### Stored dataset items
- Opening Delimiter -

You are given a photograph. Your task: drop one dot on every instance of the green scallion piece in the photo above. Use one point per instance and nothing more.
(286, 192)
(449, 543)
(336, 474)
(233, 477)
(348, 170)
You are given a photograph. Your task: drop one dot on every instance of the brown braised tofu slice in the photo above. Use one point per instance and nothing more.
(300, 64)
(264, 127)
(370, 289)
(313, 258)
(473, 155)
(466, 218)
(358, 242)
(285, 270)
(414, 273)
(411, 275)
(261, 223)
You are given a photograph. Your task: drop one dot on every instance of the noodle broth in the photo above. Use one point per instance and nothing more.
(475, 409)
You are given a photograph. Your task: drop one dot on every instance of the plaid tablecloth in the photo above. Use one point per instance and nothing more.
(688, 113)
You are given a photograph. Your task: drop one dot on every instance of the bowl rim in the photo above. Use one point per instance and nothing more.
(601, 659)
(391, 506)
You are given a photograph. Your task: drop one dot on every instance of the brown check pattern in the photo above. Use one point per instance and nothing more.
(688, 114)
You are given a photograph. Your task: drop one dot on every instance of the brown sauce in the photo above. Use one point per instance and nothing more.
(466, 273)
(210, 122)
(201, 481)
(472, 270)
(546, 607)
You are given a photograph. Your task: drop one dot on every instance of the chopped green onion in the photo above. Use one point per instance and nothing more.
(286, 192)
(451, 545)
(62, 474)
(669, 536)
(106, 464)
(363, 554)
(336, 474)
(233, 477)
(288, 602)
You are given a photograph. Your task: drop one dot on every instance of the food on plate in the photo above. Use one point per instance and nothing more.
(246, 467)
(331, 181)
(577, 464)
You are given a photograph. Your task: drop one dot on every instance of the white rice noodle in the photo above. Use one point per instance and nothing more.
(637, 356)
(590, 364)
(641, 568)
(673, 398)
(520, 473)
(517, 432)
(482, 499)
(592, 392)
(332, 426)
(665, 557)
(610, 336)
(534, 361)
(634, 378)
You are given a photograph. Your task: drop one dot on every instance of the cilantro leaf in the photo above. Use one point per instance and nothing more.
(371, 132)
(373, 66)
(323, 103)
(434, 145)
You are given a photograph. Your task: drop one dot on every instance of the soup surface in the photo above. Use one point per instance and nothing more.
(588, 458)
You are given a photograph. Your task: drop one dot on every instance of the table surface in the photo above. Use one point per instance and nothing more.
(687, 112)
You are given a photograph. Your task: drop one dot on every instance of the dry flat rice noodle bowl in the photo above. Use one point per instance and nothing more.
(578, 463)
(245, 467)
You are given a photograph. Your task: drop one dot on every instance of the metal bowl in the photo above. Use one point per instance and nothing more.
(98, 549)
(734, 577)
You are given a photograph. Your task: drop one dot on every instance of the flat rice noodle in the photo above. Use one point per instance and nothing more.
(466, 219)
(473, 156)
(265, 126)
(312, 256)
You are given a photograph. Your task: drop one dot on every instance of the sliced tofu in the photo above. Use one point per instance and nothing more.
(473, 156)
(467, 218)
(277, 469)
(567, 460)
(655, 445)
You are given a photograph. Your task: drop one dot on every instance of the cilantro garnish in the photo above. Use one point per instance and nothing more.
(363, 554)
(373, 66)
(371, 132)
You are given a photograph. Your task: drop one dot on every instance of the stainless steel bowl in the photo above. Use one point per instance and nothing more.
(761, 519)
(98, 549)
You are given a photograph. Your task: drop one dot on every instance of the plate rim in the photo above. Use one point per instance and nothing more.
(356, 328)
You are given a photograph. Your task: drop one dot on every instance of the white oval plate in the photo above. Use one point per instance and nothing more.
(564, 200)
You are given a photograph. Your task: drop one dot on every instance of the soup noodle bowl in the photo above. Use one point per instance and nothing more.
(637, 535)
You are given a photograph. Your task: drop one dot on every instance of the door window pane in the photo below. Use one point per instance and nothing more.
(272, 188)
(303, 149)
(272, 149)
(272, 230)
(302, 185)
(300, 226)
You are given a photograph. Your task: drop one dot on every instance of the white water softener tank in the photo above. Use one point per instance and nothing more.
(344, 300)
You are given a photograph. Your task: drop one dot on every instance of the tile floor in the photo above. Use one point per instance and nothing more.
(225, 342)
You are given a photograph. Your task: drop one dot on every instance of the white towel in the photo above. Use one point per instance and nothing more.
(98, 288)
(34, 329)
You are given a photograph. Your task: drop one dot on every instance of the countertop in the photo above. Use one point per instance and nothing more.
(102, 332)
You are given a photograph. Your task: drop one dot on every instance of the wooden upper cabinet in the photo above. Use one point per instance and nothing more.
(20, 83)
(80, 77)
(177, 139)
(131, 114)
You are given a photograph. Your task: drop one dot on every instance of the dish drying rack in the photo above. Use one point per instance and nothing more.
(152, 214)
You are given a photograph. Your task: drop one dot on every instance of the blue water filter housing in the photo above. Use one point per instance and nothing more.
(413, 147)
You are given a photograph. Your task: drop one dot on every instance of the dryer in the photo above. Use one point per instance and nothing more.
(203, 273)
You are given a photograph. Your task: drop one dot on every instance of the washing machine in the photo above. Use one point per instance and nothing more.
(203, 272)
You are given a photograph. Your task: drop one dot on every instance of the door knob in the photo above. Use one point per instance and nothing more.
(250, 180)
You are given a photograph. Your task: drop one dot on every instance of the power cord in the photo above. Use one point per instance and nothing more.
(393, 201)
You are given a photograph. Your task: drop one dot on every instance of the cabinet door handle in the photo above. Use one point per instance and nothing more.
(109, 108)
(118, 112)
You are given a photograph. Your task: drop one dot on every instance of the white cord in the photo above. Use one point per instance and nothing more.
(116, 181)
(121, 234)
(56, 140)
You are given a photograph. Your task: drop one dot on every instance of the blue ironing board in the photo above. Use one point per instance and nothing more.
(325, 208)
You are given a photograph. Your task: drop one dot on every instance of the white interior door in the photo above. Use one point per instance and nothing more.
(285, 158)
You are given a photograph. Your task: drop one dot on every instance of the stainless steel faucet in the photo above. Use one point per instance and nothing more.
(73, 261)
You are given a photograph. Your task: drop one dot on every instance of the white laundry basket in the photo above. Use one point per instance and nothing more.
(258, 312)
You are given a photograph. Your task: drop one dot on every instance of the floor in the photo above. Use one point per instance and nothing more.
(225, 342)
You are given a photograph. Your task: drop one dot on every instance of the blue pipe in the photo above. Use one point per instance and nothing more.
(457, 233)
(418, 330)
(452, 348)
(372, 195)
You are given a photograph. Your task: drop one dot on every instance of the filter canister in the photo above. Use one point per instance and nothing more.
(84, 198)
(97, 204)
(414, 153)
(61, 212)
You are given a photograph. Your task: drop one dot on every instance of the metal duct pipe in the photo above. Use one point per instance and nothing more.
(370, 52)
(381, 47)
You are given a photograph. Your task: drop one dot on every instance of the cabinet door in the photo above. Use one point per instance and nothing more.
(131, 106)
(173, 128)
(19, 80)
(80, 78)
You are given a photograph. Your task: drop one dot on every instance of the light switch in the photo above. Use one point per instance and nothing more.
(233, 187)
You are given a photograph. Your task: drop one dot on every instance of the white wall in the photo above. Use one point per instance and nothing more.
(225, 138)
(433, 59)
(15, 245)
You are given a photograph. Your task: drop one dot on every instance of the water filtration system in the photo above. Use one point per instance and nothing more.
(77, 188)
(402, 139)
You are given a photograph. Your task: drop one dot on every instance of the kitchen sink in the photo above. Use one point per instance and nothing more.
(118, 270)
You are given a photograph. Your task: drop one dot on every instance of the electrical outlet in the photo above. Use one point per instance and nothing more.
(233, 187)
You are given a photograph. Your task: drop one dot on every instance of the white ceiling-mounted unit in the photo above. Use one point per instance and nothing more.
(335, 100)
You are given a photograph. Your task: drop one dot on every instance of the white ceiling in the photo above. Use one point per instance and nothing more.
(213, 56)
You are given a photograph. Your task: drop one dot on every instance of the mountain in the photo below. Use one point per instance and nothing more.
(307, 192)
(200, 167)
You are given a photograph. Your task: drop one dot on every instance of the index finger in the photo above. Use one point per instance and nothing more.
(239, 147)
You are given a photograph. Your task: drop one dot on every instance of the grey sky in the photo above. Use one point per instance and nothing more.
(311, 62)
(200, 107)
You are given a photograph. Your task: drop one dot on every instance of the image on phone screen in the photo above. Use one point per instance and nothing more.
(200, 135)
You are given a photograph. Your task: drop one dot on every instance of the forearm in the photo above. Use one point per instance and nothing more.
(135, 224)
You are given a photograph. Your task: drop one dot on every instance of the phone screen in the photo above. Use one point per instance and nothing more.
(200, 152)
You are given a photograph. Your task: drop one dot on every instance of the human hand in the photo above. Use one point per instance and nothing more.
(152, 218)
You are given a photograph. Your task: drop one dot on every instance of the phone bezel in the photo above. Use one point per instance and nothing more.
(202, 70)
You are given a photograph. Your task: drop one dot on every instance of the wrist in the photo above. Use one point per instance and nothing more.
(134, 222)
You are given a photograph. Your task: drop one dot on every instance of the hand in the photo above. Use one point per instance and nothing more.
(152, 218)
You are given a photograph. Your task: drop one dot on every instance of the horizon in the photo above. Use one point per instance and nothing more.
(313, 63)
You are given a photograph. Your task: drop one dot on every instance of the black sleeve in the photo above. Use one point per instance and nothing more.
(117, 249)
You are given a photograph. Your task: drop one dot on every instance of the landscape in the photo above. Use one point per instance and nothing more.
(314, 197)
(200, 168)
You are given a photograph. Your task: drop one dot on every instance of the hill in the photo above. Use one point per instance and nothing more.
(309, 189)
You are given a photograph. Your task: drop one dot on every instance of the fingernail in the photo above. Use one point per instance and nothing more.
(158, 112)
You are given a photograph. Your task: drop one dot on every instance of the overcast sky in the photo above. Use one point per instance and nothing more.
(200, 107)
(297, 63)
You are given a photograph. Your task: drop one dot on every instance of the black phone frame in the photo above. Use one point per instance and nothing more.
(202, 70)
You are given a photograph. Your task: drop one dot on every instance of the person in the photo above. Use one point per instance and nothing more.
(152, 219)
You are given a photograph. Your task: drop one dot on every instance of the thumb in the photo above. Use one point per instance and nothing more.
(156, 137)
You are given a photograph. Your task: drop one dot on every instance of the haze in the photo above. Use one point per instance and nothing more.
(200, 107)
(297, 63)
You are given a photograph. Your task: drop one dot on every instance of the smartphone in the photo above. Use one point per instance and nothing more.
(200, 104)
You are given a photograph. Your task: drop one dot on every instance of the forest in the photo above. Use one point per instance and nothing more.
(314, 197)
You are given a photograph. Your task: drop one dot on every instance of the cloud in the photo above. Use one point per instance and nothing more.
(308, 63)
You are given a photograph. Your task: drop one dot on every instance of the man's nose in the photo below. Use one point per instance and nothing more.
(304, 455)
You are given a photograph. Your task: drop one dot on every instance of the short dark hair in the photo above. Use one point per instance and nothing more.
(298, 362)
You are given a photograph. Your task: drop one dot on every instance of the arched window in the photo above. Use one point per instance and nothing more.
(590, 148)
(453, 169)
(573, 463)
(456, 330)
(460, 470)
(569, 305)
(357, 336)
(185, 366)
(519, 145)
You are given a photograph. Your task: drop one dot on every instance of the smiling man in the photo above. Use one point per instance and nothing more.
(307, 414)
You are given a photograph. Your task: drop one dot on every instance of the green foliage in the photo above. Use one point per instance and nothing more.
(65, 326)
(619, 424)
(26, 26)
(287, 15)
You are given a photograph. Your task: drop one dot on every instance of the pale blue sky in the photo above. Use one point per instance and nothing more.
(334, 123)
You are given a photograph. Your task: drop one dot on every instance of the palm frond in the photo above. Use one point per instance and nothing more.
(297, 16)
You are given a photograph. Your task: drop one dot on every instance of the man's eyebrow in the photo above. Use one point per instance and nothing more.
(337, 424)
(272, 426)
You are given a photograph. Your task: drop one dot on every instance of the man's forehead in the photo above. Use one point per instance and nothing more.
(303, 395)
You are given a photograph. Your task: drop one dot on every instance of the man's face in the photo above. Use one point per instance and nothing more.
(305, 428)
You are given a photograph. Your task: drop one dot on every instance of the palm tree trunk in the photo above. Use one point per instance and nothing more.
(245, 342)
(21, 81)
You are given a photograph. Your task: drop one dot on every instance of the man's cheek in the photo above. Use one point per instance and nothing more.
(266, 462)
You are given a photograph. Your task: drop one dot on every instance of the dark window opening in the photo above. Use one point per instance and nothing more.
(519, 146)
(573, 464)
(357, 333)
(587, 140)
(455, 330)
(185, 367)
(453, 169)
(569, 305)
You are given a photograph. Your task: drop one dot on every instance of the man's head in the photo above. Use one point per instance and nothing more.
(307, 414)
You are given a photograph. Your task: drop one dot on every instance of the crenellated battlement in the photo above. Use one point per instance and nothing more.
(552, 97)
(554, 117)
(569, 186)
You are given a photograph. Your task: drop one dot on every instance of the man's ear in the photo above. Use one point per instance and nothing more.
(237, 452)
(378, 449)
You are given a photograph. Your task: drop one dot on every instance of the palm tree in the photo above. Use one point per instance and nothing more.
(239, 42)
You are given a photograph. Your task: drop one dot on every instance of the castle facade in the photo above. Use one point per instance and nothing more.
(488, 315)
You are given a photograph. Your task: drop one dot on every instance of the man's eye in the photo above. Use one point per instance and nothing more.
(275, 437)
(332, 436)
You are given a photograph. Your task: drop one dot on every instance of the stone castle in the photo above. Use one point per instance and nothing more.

- Closing Delimiter -

### WORK TO BE COMPLETED
Word for word, retype the lines from the one containing "the man's ear" through the final line of the data, including both ends and nothing more.

### WRITTEN REPLY
You are given a photograph. Your task: drop one dot on every instance of the man's ear in the photo above. Use one point per instance and nothing more.
(237, 452)
(378, 449)
You are given a photograph. Your task: drop one dot on every instance of the palm tree in the photo above. Use one point per instance and nothing more.
(239, 42)
You are given a photograph. Your task: drop one dot on every instance of the castle facade in the photo above. Use one point per instance and nothing more.
(488, 315)
You are given a photograph. Your task: drop one dot on every instance of the man's eye in the photo above. Use one point per instance and nothing more.
(275, 437)
(332, 436)
You are given a photograph. Your task: drop one dot on every instance of the stone castle in the photo above. Use one point per instance and nothing more.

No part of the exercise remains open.